Azar suggests voters go on faith on what would replace Obamacare

The Trump administration doesn't expect to release a detailed health care plan until the Supreme Court rules on the legality of the Affordable Care Act, Health and Human Services Secretary Alex Azar said Sunday.

That would leave voters in November's election in the dark about how their health care, typically ranked as among the most important issues, might be upended in 2021 and beyond.

"We'll work with Congress on a plan if the ACA is struck down," Azar said on NBC's "Meet the Press." "We'll see what the Supreme Court rules."

President Donald Trump's administration last week told the Supreme Court that the ACA, better known as Obamacare, is invalid, including its protections for people with preexisting conditions.

"The entire ACA thus must fall" because of a tax law change made by the Republican-controlled Congress in 2017," the administration said in a brief filed late Thursday.

The court is likely to hear the case around the time of the election, but potentially not until after Election Day on Nov. 3. A ruling could take months.

Trump and Azar have said repeatedly that any Obamacare replacement would protect people with preexisting health conditions, without offering details. Under the ACA, insurers can't refuse to cover a person or charge them more because of an existing health problem. They also can't charge women more than men. Both scenarios were common before the ACA.

Pressed in a separate CNN interview about the absence of a plan, Azar said that "the exact details will be dependent on the _ frankly, the composition of Congress if and when the Supreme Court does strike down all or a large part of Obamacare."

------------------------------------

## Task instructions
1: According to the article about Azar and the Obamacare replacement, what are insurers barred from doing under the ACA? List each practice separately.
2: Write the next few paragraphs of the article about Azar and the Obamacare replacement, starting after its final sentence.

## Exercise data

------------------------------------

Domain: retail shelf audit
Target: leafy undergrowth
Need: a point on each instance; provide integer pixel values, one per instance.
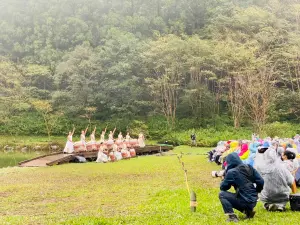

------------------------------------

## Task responses
1:
- Refusing to cover a person because of an existing health problem
- Charging a person more because of an existing health problem
- Charging women more than men

2:
Democrats rode the health care issue in the 2018 midterm elections to retake control of the House and they're planning to do it again in November, when the White House and both chambers of Congress will be on the line.

Marc Thiessen, a resident fellow at the conservative American Enterprise Institute, said on "Fox News Sunday" that trying to repeal Obamacare in the middle of the coronavirus pandemic was "not smart."

The timing was driven by the attorney general's lawsuit, filed in 2018, which is coming to fruition this fall, "so they had to get the filing in," Thiessen said. "But, no, it's not good timing at all for the president."

Obamacare is "becoming more and more popular, and Republicans have been talking about this for the past decade, about repealing Obamacare, and still have not coalesced around an alternative," Mo Elleithee, a former Democratic Party strategist who is now executive director of Georgetown University's Institute of Politics and Public Service, said on Fox.